### AIM OF THE TASK
Within the material below, find each line bearing the word "give" and present it.
Segment Start: LISTED RECORDS
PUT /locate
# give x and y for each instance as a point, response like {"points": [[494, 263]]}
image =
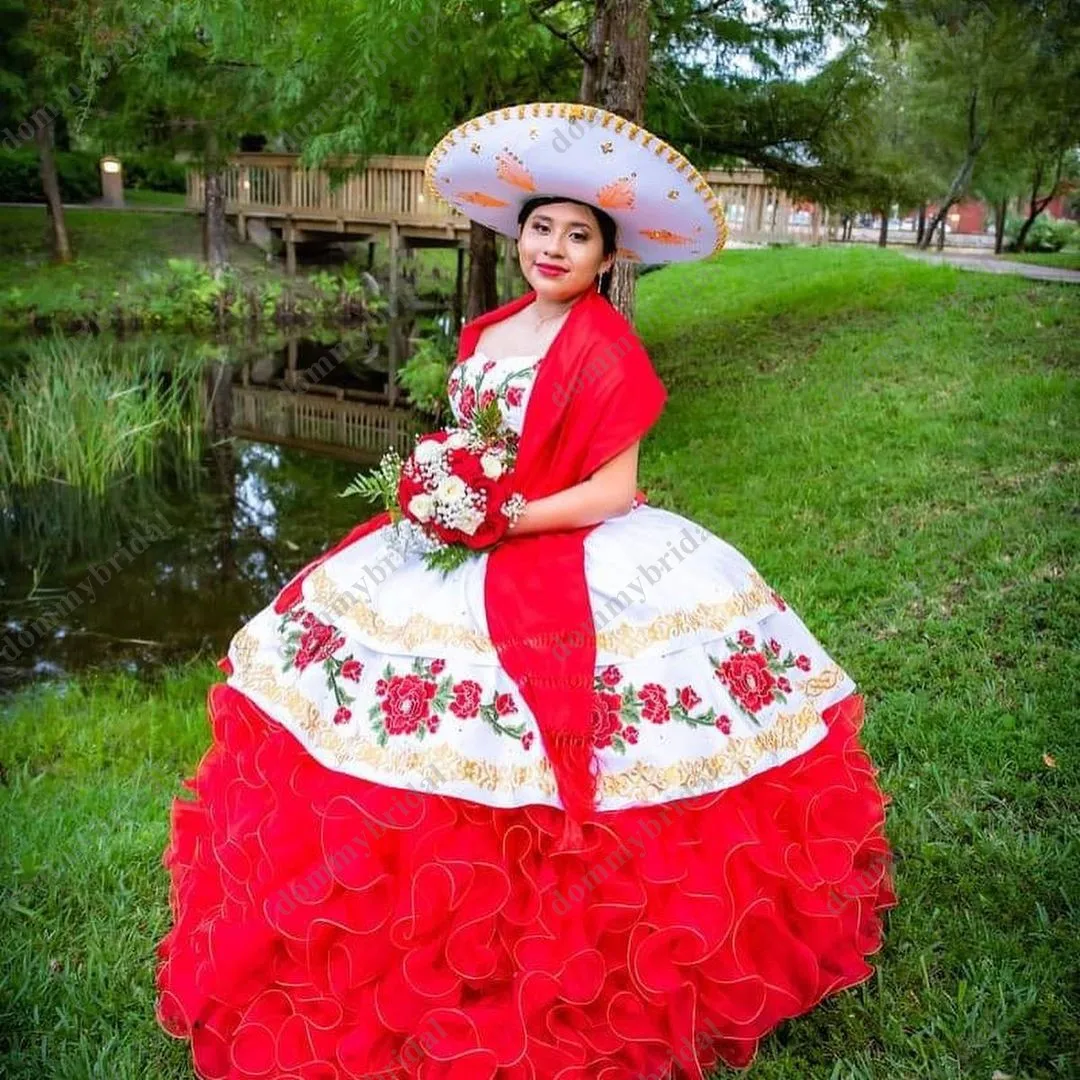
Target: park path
Segment End: LISTED RECORDS
Segment Start: LISTED RECORDS
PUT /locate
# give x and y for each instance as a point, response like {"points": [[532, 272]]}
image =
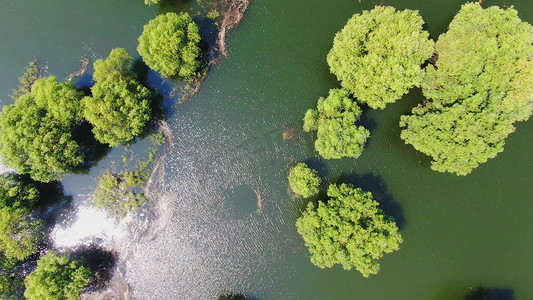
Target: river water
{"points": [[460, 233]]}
Segment End: LISTED RECORDS
Segment Start: LISTED RECORDS
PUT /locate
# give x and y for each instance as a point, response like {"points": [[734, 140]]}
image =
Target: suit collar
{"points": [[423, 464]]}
Segment End: LISTED RECORDS
### SOLUTION FOR THIS PROBLEM
# give x and y for each instance as a point, response like {"points": [[494, 263]]}
# give x and y for each instance as a point, response like {"points": [[532, 272]]}
# give x and y for each instance as a point, response like {"points": [[734, 140]]}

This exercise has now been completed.